- _TEXT BLOCK_:
Pythagoras Papastamatiou (, 12 April 1930 – November 12, 1979), mainly known by the mononym Pythagoras, was a Greek lyricist and playwright.

Biography 

He was born in 1930 in Agrinio where he lived until he became 18 years old. His family was descended from Samos. His parents met each other in Smyrna (now Izmir, Turkey), shortly before the Asia Minor Catastrophe. The Asia Minor Catastrophe influenced his work later in his life (in 1972, he co-wrote the song Mikra Asia (Μικρά Ασία "Asia Minor") along with Apostolos Kaldaras).

In 1940 (during the outbreak of World War II), Pythagoras started attending high school at Agrinio All-male High school. During the German occupation of Greece, he was hiding in Valtos. In 1944, he joined ELAS. He graduated from high school after the end of the war.

In 1945, he moved to Athens. He attended the Drama School of the Athens Conservatory, where he was a student of Dimitris Rontiris. He later worked for sometime in theatre, and later, in 1958, he became a playwright. In 1973, he became an irregular member of the Greek Playwrights Club. In 1974, he became an associate member and, in 1975, a regular member of that club.

He had been using the mononym "Pythagoras" since his high school years.

He died of a heart attack on November 12, 1979.

- _WHAT IS EXPECTED_: Condense the paragraph of the Pythagoras Papastamatiou biography that begins "In 1945, he moved to Athens" into a brief list that keeps its main facts.

- _EXTRACTED DATA_:
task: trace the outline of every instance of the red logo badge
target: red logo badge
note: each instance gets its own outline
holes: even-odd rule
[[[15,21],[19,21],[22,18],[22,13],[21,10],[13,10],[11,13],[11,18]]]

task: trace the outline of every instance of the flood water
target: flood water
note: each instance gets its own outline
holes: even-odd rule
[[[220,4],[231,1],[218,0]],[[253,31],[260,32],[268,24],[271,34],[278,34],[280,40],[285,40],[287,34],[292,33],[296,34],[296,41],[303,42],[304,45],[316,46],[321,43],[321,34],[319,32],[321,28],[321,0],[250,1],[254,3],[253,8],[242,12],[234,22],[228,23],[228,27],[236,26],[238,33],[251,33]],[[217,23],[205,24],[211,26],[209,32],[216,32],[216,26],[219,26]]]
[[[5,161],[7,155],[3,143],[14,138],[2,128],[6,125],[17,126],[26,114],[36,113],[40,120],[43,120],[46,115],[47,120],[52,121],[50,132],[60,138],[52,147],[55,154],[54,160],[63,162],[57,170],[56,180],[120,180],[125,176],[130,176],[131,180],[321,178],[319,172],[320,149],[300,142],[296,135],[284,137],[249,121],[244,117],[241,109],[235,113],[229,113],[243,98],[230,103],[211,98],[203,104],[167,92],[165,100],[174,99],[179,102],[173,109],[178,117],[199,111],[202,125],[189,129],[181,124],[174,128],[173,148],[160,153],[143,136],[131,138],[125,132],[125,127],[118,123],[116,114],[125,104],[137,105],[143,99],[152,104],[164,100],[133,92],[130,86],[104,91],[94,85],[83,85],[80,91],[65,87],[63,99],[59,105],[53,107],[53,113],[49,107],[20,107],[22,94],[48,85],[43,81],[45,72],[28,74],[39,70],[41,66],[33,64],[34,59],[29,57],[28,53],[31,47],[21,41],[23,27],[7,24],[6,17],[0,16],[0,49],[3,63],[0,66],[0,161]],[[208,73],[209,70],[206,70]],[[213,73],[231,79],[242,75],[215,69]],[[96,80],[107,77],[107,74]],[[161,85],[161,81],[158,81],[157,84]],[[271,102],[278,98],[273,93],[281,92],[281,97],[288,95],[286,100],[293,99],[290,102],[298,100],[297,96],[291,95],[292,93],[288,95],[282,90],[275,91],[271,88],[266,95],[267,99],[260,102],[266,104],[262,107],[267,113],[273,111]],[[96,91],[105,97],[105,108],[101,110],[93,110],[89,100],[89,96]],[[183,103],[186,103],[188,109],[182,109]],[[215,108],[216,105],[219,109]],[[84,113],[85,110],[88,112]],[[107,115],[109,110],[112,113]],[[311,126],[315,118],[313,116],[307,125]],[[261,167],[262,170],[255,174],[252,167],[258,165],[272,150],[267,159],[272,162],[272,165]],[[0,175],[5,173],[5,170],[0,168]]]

- _PROBLEM SOLUTION_:
- 1945: moved to Athens and studied at the Drama School of the Athens Conservatory under Dimitris Rontiris
- Worked in theatre for some time
- 1958: became a playwright
- 1973: irregular member of the Greek Playwrights Club
- 1974: associate member of the club
- 1975: regular member of the club